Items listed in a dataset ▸
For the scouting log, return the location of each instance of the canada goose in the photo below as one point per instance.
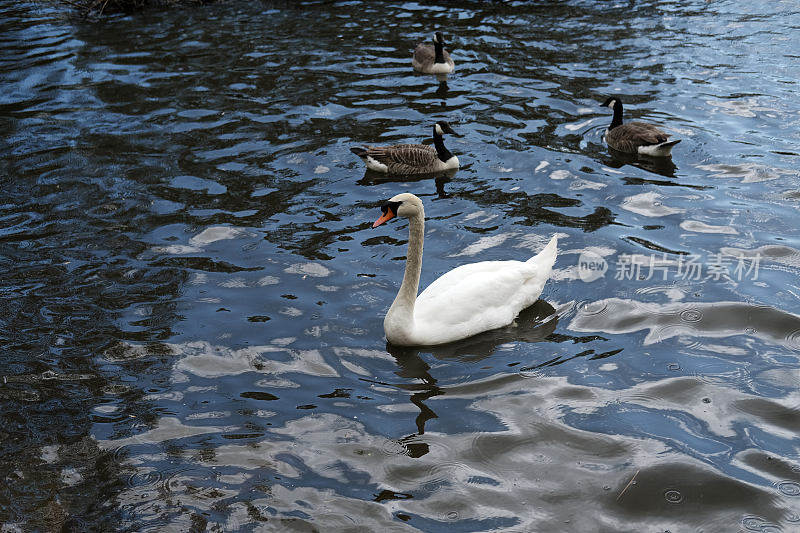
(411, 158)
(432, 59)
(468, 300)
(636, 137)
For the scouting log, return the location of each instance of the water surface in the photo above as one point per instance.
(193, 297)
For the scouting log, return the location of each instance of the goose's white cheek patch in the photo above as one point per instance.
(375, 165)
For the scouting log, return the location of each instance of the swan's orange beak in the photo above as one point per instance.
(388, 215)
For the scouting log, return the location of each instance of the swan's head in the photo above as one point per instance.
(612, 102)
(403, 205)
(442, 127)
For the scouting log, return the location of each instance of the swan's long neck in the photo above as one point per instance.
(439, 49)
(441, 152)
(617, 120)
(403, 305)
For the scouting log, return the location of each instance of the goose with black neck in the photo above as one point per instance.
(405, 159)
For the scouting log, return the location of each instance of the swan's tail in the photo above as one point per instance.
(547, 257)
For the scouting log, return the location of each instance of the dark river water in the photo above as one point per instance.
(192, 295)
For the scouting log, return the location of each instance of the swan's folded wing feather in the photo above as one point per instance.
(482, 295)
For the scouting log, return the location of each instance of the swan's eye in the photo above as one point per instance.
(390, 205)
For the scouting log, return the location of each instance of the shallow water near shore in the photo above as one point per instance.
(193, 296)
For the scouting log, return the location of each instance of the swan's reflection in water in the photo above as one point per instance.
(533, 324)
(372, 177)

WHAT YOU NEED TO DO ▸
Copy the material above exactly and drop the pictures.

REPLY TO THE TASK ▸
For the scouting log, return the location of each instance of the canada goose in the photo below as one point per instance.
(411, 158)
(432, 59)
(468, 300)
(636, 137)
For the scouting log, return the location of each instance of the water surface in the photo above as one point per instance.
(193, 297)
For the scouting log, return the location of each instance of the goose's white cheek patch in the photo above as one point per instance.
(375, 165)
For the scouting log, return the location of each instance of the swan's orange beak in the photo above as one point per instance.
(388, 215)
For the scouting log, return the location of each instance of the swan's head in the photo above as one point per instance.
(612, 102)
(403, 205)
(442, 127)
For the scouting log, return the location of each instance of the swan's long neck in the photo above as one point per instance.
(439, 49)
(441, 152)
(617, 120)
(403, 305)
For the scouting log, return the location of each instance of the goose with black neck in the photo above as one point per instance.
(405, 159)
For the scouting log, return the location of each instance of the swan's tail in the photo above as one point per instance.
(547, 257)
For the scouting log, return the location of each instance of the dark river water in the photo above as one point per instance.
(192, 295)
For the scouting log, return the location of each instance of the swan's folded wing feather in the photo above as one point per instance.
(482, 295)
For the scouting log, return the location of each instance of the swan's eye in the photo above as one point per instance.
(390, 205)
For the scouting log, return the location of each instance of the shallow water near shore in the photo above as one point per instance.
(193, 296)
For the scouting log, return the location of each instance of the swan's reflection in water in the photo above as one point per instance.
(533, 324)
(372, 177)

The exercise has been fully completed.